— 本文 —
普通に「三十余年(さんじゅうよねん)」とすれば実感が出てくる。具体的に何年?
本人 33年です。
夏井先生 それならストレートに「三十三年」と書くとあなたらしさが出てくる。
もう1つの悩みどころは最後の季語の使い方。
どうしても、33年勤めてきた自分の人生を託す方に軸足がグッと来ている。
「野分晴」という季語の映像が薄くなっている。
最後の季語は「野分晴」でダメという訳ではないが、例えば「天高し」や「秋高し」などこういうのをストンと置けば、33年間に色々あったと読み手が読んでくれる。
うじゃうじゃ言ったが、退職の思いを書いた句としては普通(笑)。

本人 あ、でも「三十三年」だとだいぶ字余りになりますよね。それは良いんですか?
梅沢永世名人 上五につけることは大丈夫なんです。
本人 あ、良いんですね。
梅沢永世名人 今度、ご連絡下さい(笑)。

●解説のポイント
上五は5音だが実感が薄い
「三十余年」なら実感が出る
人生を託す方に軸足があり季語の映像が薄い
「天高し」や「秋高し」などに
33年に色々あったと読み手が受け取る
退職の思いの句としては普通

添削後
三十余年 勤めし渋谷 



◆4位 凡人55点 青山フォール勝ち(ネルソンズ)
天高し ビジョンに写る 同世代

梅沢永世名人 これはね。

【本人談】
ずっと渋谷の劇場に通っていた。今より仕事がない時、上(の街頭ビジョン)を見ると同期(の芸人)が映っている。そういうのを見て「今日も頑張って売れてやろう!」という思いをぶつけたんですけど。

千原永世名人 初めてにしては良いと思います。
本人 あ、ホントですか?

— 課題 1 —
上の俳句添削の文章について、次の(a)〜(c)が文章の内容と合っているかを「はい」か「いいえ」で答えてください。判断の決め手となる文章中の言葉もそのまま引用してください。
(a) 本人が勤めた年数は33年である。
(b) 夏井先生は、最後の季語が「野分晴」ではダメだと言い切った。
(c) 梅沢永世名人は、上五が字余りになっても大丈夫だと答えた。
— 課題 2 —
上の俳句添削の文章で、4位の句は何点でしたか。

— 提供データ —
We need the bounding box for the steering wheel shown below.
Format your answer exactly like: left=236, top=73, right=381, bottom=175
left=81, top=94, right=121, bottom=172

— 解答例 1 —
(a) はい。「33年です。」
(b) いいえ。「最後の季語は「野分晴」でダメという訳ではないが」
(c) はい。「上五につけることは大丈夫なんです。」

— 解答例 2 —
55点（凡人）です。